### JOB:
Write out the Van Weezer review word for word from "Weezer's 15th studio" up to and including "is the former.".

[Start SELECTED EXTRACT]

Weezer -- Van Weezer


Original Version: 6/10
Vinyl Version: 7/10

Weezer's 15th studio album, Van Weezer, just happened to be released during the exact month I am going back through and reviewing all of the band's albums. Thus, I feel like I'm as uniquely positioned as anyone to review it. With that in mind, I can leapfrog right off of what I said in the last review. Weezer make two types of albums. One where they're just interested in exploring and experimenting with certain sounds. The other where they're only interested in making the best collective work possible, regardless of the genre. The work they released this January, OK Human, which is essentially a perfect album, is the latter. Van Weezer, swimming in the sweet slop of 80's hair metal riffs and late 70's pop-rock is the former.

[End SELECTED EXTRACT]
[Start EXCERPTED RECORDS]

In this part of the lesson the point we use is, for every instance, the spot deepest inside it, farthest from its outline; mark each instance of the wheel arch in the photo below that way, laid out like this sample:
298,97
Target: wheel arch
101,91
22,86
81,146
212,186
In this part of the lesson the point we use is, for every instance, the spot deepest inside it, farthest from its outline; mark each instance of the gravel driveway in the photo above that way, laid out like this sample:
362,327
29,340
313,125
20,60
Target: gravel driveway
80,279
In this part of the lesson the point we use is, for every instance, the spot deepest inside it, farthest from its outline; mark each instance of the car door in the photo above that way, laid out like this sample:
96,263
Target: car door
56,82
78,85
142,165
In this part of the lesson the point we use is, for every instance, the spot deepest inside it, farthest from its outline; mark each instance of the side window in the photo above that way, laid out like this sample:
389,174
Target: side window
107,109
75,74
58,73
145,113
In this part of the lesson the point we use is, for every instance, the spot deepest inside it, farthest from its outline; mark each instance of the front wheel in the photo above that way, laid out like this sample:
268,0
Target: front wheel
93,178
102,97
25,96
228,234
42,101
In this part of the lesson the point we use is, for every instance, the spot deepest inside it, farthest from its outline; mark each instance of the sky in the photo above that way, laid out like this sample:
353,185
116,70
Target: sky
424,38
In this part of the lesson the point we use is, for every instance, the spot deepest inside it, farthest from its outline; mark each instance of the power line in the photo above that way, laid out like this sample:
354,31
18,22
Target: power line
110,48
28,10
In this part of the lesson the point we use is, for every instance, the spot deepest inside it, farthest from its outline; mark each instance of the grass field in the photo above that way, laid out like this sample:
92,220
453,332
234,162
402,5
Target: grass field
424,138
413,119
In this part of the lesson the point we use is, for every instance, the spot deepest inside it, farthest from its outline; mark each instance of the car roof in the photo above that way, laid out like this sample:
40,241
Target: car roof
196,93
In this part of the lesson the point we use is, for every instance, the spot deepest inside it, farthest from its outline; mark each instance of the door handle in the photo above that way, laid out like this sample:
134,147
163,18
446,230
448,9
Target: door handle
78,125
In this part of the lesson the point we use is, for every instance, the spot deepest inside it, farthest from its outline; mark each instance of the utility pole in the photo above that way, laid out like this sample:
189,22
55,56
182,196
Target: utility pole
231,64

[End EXCERPTED RECORDS]

### EXPECTED ANSWER:
Weezer's 15th studio album, Van Weezer, just happened to be released during the exact month I am going back through and reviewing all of the band's albums. Thus, I feel like I'm as uniquely positioned as anyone to review it. With that in mind, I can leapfrog right off of what I said in the last review. Weezer make two types of albums. One where they're just interested in exploring and experimenting with certain sounds. The other where they're only interested in making the best collective work possible, regardless of the genre. The work they released this January, OK Human, which is essentially a perfect album, is the latter. Van Weezer, swimming in the sweet slop of 80's hair metal riffs and late 70's pop-rock is the former.